§ **Seitenauszug**:

--------------------

# Decals Slide ED 8.0



## tfdelacruz (14. Februar 2013)

Servus,

ich würde gerne an meinem Slide ED 8.0 die orangfarbenen Decals am Rahmen entfernen. Hat das schon mal jemand gemacht, oder weiß jemand von Radon selbst, wie man de Decals am besten runter bekommt? Vielen Dank.


----------



## Maniac_TE (15. Februar 2013)

das gleiche frag ich mich beim 2011er ED mit schwarzem Rahmen die weißen Decals.
Jemand Erfahrung?


----------



## MTB-News.de




----------



## FrozenSmoke (17. Februar 2013)

weiße Decals am 11er ED sind lackiert. Abbeizer drauf und abwischen.
beim 2012er musst du halt schauen ob Klarlack drüber ist oder nicht.
Das entfernen der Decals hat meinem Slide optisch auf jeden Fall sehr weitergeholfen


----------



## Herr der Ritzel (18. Februar 2013)

Hallo,

ich möchte auch gerne mein grünes Slide von den blauen Streifen befreien. So wie ich das sehe ist der Rahmen grün pulverbeschichtet, die decals und Streifen sind auf die Beschichtung auflackiert.

--------------------

§ **Arbeitsauftrag A**: Welches Mittel empfiehlt FrozenSmoke im Seitenauszug, um die weißen Decals am 2011er ED zu entfernen?
§ **Arbeitsauftrag B**: Schreiben Sie den Seitenauszug zum Entfernen der Decals am Slide im Anschluss an seinen letzten Satz weiter.
Das nachstehende Material stammt aus einer anderen Quelle.

§ **Bereitgestelltes Material**:
--------------------

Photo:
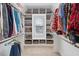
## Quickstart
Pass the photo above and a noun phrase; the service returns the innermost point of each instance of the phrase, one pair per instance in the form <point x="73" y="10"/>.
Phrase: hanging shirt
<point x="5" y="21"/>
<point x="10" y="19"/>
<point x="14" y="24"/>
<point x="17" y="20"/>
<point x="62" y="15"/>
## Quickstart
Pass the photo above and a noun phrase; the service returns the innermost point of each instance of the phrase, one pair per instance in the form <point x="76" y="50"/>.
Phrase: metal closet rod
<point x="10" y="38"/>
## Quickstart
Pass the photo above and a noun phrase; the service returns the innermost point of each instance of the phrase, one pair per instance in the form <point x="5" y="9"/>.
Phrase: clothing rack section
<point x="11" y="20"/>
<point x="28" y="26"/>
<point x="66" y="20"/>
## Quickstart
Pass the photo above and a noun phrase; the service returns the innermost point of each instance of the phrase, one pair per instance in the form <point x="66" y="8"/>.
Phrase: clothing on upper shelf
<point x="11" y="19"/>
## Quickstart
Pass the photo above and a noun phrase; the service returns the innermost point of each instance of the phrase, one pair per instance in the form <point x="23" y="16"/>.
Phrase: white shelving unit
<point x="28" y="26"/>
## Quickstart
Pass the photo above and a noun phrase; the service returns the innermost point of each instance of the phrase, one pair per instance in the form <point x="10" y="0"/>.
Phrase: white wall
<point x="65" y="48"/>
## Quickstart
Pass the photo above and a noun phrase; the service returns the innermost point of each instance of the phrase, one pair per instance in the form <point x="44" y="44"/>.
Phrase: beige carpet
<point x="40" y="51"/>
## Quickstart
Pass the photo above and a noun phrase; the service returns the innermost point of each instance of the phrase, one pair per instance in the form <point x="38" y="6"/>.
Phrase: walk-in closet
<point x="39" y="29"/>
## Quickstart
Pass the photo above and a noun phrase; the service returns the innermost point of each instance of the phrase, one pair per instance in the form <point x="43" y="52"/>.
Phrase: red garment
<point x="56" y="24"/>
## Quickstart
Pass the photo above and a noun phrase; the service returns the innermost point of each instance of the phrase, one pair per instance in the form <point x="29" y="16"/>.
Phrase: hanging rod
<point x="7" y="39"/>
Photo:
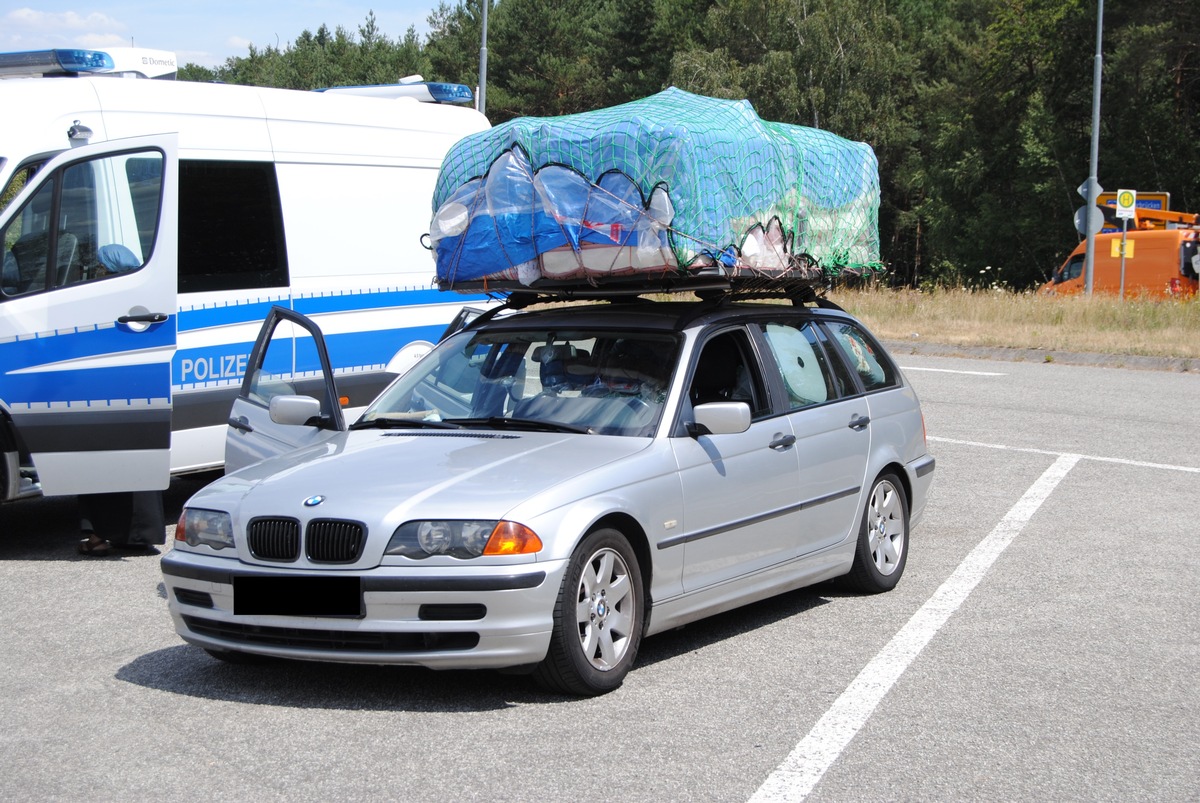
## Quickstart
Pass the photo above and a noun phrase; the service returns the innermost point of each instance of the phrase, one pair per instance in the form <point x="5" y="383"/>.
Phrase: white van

--------------------

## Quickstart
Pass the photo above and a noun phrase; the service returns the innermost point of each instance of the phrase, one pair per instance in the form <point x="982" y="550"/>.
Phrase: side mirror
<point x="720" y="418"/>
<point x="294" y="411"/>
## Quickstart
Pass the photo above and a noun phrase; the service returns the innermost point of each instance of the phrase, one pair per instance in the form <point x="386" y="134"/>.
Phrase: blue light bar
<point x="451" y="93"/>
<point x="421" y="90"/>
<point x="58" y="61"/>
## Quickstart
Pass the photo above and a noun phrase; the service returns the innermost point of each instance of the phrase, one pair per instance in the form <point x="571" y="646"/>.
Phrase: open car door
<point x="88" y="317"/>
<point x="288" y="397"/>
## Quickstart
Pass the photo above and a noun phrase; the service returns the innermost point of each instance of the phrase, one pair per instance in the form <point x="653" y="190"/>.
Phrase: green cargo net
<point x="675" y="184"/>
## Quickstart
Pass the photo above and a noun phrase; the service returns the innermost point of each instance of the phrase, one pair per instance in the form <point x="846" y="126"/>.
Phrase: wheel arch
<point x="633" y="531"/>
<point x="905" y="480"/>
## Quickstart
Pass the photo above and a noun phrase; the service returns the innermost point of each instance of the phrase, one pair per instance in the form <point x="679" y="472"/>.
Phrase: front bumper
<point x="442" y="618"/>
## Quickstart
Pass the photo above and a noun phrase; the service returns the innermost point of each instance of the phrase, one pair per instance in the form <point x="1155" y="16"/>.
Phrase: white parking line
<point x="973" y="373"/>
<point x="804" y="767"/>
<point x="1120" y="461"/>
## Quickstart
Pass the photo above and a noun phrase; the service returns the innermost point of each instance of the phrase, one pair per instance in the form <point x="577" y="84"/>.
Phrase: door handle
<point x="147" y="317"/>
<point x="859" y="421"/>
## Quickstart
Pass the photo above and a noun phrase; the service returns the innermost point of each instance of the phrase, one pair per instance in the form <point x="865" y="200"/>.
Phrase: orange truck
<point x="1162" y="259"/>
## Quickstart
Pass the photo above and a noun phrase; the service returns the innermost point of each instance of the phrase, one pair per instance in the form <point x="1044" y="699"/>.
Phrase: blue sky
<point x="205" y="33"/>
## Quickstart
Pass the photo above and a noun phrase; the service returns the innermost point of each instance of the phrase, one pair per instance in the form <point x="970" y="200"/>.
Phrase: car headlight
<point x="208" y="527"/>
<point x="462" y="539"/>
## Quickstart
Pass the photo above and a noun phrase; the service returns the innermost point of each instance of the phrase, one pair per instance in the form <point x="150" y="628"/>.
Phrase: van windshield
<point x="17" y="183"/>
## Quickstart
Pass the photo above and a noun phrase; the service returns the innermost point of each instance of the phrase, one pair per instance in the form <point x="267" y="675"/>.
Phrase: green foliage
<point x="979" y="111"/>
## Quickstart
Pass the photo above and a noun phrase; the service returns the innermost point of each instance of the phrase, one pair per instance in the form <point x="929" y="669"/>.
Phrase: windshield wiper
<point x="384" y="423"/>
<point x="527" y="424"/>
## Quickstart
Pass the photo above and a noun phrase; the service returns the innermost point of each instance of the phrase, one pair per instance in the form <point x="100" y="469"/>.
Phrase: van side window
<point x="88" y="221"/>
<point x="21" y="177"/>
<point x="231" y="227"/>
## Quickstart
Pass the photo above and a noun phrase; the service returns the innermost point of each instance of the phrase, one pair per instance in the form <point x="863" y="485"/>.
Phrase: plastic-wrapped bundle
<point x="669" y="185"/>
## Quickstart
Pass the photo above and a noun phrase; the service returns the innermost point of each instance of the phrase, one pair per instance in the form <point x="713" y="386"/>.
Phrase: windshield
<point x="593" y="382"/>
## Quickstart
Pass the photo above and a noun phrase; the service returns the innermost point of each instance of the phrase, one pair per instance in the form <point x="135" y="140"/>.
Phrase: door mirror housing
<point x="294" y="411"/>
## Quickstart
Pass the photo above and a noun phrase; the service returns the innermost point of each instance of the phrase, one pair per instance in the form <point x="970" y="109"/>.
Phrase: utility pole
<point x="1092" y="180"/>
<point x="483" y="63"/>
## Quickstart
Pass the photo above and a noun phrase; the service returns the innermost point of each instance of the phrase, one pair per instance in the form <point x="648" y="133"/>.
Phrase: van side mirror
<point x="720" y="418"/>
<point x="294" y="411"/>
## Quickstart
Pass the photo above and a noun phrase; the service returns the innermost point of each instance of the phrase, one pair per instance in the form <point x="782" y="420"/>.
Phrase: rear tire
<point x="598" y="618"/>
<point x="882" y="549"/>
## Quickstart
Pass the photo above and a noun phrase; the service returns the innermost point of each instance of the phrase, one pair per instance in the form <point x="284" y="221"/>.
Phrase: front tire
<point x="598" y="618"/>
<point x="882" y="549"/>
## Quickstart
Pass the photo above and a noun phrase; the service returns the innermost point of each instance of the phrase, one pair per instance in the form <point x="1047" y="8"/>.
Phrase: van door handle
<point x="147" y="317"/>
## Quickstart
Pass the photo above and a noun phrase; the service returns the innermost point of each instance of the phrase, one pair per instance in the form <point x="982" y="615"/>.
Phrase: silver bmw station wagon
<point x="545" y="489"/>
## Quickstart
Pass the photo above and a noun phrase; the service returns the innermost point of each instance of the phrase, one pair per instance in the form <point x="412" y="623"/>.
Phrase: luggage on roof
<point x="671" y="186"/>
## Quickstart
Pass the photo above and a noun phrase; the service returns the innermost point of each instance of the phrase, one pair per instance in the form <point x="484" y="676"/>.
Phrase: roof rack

--------------------

§ **Lösung A**: Abbeizer, der aufgetragen und anschließend abgewischt wird.

§ **Lösung B**:
Wie bekomme ich nun den Lack runter ohne die Pulverbeschichtung zu beschädigen?

Danke und Gruß
Chris


----------



## tfdelacruz (18. Februar 2013)

Es scheint so als wäre Klarlack drüber... :/


----------



## tane (19. Februar 2013)

ob das net einfach lackierte streifen sind? reib mal mit scotchbrite an einer unauffälligen stelle...


----------



## spygirl (10. Mai 2013)

tfdelacruz schrieb:


> Servus,
> 
> ich würde gerne an meinem Slide ED 8.0 die orangfarbenen Decals am Rahmen entfernen. Hat das schon mal jemand gemacht, oder weiß jemand von Radon selbst, wie man de Decals am besten runter bekommt? Vielen Dank.



Sind die Decals mittlerweile ab? Wenn ja, wie?


----------



## tfdelacruz (13. Mai 2013)

Nein Decals sind noch immer drauf! Auf das wie suche ich auch noch immer eine Antwort...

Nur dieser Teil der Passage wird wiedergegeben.